===== GIVEN PASSAGE

Please talk to Kristian and Raquelle - let’s be generous
We’re about to enter the Christmas season - and do a short theme this month called “Beloved”
You know I actually love this word in the bible - because it’s one of the most significant words, and we seem to always underappreciate its meaning.
Today we’re going to take a look
Pray

Segment 1: Meditate on Scripture

Matthew 3:17 (ESV)
17 and behold, a voice from heaven said, “This is my beloved Son, with whom I am well pleased.”
Can I just start by saying this: we need to re-seek the art of meditating on Scripture. Not just reading it.
We’ve lost the art of meditating on Scripture - really sitting down with it, wrestling with it, allowing it to profoundly challenge and mold us.
There are many people in churches today that know the Word - but don’t love it
We can steal the significance from scripture by approaching it the wrong way, it loses its profoundness in our lives.
Can’t help but think of scripture as it says blessed is the man who DELIGHTS in the Word. (Psalm 1)
Let’s not turn scripture into some fast-food practise. We’re in an out in as quick a time as possible
By doing it this way - we rob scripture of the ability to really dig deep and transofrm our lives.

Segment 2: Beloved

Back to the passage
This is one of those verses we shouldn’t just gloss over - because there is so much profoundness here, so much significance.

==========
===== GIVEN INFORMATION

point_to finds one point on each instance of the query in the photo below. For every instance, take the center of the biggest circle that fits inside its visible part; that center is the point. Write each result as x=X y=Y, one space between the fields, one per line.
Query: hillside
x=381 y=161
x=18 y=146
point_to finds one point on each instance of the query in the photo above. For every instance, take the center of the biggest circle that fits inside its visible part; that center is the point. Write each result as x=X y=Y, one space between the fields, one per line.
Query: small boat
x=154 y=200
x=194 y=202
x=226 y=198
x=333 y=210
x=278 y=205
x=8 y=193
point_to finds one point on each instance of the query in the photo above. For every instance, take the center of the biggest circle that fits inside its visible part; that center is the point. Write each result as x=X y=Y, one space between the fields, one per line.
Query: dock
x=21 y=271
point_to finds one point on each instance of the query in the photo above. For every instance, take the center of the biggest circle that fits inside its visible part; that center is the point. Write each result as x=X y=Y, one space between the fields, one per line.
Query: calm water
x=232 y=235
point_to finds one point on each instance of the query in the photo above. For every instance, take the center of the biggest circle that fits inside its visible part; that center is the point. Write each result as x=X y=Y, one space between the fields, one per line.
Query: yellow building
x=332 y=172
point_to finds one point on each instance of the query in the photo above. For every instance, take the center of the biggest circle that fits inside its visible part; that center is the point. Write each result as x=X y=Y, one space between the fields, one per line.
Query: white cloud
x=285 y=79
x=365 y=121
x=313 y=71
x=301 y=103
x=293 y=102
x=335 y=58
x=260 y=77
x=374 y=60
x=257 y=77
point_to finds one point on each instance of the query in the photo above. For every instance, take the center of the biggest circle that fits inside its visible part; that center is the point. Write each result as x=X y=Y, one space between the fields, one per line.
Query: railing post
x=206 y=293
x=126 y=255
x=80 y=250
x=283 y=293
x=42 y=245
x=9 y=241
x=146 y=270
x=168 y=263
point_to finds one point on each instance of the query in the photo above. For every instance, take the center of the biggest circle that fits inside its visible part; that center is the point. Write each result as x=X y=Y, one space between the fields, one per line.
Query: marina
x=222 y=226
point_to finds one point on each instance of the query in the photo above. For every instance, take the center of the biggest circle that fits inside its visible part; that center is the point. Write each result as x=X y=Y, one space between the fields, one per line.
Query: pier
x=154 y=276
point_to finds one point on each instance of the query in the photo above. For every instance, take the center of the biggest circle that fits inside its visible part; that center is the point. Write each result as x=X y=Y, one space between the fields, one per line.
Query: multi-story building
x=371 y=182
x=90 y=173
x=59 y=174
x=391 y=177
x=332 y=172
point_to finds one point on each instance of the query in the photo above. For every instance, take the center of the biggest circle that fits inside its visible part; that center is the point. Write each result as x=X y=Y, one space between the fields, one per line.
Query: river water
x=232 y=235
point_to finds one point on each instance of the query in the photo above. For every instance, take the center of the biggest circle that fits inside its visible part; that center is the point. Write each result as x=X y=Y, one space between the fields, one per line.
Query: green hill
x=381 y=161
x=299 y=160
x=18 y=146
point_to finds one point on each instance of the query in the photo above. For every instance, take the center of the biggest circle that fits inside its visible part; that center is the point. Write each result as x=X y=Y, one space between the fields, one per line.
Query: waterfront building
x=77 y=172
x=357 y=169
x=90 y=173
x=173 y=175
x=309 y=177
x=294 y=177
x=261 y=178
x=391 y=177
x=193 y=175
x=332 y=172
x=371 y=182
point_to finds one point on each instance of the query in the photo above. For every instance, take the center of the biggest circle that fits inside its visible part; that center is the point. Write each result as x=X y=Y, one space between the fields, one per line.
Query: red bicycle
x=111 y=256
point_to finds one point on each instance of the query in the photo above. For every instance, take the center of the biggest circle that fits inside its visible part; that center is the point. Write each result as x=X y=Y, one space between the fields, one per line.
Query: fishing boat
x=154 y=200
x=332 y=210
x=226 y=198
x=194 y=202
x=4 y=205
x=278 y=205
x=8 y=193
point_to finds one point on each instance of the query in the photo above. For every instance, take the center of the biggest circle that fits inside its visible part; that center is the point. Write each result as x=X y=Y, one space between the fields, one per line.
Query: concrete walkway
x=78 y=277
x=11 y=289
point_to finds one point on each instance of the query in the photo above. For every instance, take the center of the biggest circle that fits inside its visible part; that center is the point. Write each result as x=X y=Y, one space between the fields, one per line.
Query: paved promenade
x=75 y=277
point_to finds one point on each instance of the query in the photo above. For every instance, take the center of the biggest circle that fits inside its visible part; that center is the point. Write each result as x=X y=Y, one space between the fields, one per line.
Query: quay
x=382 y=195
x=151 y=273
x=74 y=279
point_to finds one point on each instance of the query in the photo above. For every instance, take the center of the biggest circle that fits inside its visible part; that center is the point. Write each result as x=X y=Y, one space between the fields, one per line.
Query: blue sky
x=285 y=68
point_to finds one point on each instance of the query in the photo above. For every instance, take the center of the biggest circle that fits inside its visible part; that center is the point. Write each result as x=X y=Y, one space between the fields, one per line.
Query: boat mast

==========

[EXERCISE SET]
1 - In the sermon notes, what is the name of the short theme planned for this month?
2 - From the sermon notes, write out the passage that begins at the words "Matthew 3:17 (ESV)" and stops after the words "in our lives.".

[EXERCISE ANSWERS]
1 - The theme is called "Beloved."

2 -
Matthew 3:17 (ESV)
17 and behold, a voice from heaven said, “This is my beloved Son, with whom I am well pleased.”
Can I just start by saying this: we need to re-seek the art of meditating on Scripture. Not just reading it.
We’ve lost the art of meditating on Scripture - really sitting down with it, wrestling with it, allowing it to profoundly challenge and mold us.
There are many people in churches today that know the Word - but don’t love it
We can steal the significance from scripture by approaching it the wrong way, it loses its profoundness in our lives.